___ SELECTED EXCERPT

ATC would normally vector us on to the IAF, but if we are flying solo, we need to set the aircraft up to intercept the IAF and on to the final approach fix where we pick up the ILS.

We should review our arrival procedure before entering the Standard Instrument Arrival (STAR) so we are familiar with speed and altitude constraints.

AIRAC Cycles and Navigraph

In real aviation, making sure the charts and navigation data is up-to-date is very important. In flight simulation, this is more problematic as the navigation database in the FMC (Flight Management Computer) is probably different from the charts we are looking at and this is also likely to be different to the data in flight simulator. For example, shooting an ILS in low visibility when the frequencies don’t match up can really ruin your day.

This brings us to the AIRAC database. It is an integral part of an FMC that is updated every 28 days and contains information on waypoints/intersections, airways, navigation aids and SIDs/STARs.

Most add-on aircraft come with old AIRAC data but we can use the subscription service from Navigraph to update the database in the FMC to the latest version. You can also subscribe to Navigraph Charts, which contains airport and en route charts by Jeppesen for most airports around the world. It works on Apple and Android devices, so we can view charts on a tablet, giving this an extra immersion factor. We can of course download charts from various sources on the internet, but Navigraph gives us the AIRAC data for the FMC and charts from one source. Personally, I would find it difficult to live without it. You can find out more at www.navigraph.com.

______

# WHAT IS EXPECTED
Extend the excerpt on flight simulation navigation data, beginning after its final sentence. The listing that follows the text was taken from a separate source.

___ PROVIDED RECORDS

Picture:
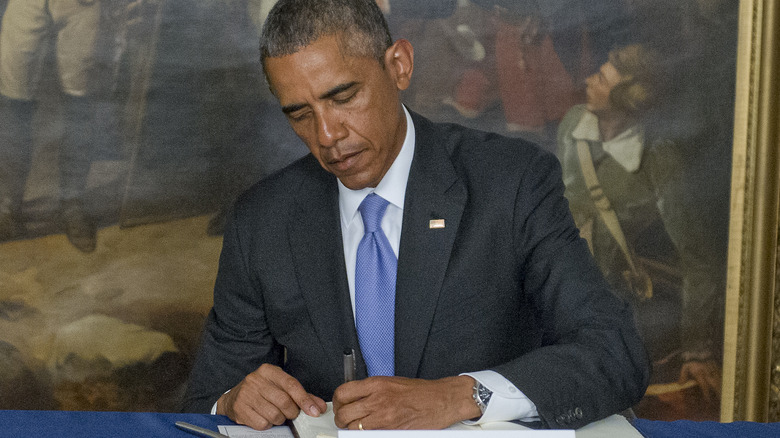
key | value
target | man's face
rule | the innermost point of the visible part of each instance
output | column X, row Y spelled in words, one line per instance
column 345, row 108
column 598, row 87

______

# ANSWER FOR THIS EXERCISE
FSX/P3D Navaids update

While Navigraph takes care of AIRAC updates for the FMC and charts, we still have the issue of the navigation data in our simulator being out of date. This is the core scenery data stored in the BGL files and is different from the FMC database. We can however use a website called www.aero.sors.fr to take care of this for us. We can download a small setup program, which will import the latest AIRAC data (BGL files) into FSX and Prepar3D. You can find out more on www.aero.sors.fr/navaids3.html. In X-Plane, the AIRAC data is updated automatically if you have an active subscription with Navigraph.

Tools of the trade

There are several flight planning tools of varying complexity that can be used to plan real-world flight plans. We have the choice of doing a comprehensive plan where we log every minute detail from wind layers down to the tail number of the aircraft or we can go for the quick and dirty approach and just use the basic information – it is purely down to personal taste. The following are the ones I use.

vRoute

vRoute is one of my favourite flight planners. You simply pick your departure and destination airport and you will be given a selection of routes. It is quick and easy to use and comes in both a free and a premium or payware version. The latter offers additional features such as a greater selection of SIDs and STARs, weather reports, fuel calculations and a facility to export flight plans to the FMC (these are called company routes and we will cover those in a later article). It is an excellent flight planner if you are just starting out in the exciting world of airliner simulation. You can find out more on www.vroute.net.

SimBrief

A more detailed example is SimBrief, which consists of tools such as weather reports, aircraft performance data with an option to export company routes etc. We can even build our own fleet, save flight plans and if you have a Navigraph subscription you can unlock the latest nav data. It is more akin to a dispatch system and consequently takes slightly longer to get to grips with. It is free but you need to register. More information is on www.simbrief.com

PFPX

Professional Flight Planner X (PFPX) is a comprehensive flight planning application developed by real-world pilots and dispatchers, which enables you to create professional quality flight plans like those used by real-world airlines.

You need to buy the program and for full access to all the features such as live weather, you need to purchase a yearly subscription (first year is free) but you can extract weather from Active Sky if you own that. Like the previous planners, it also has the option to export company routes to various addon aircraft. (www.flightsimsoft.com/pfpx)

Other useful tools

RouteFinder (http://rfinder.asalink.net/free/). You simply enter a departure and destination along with flight level and it will give you a route instantly.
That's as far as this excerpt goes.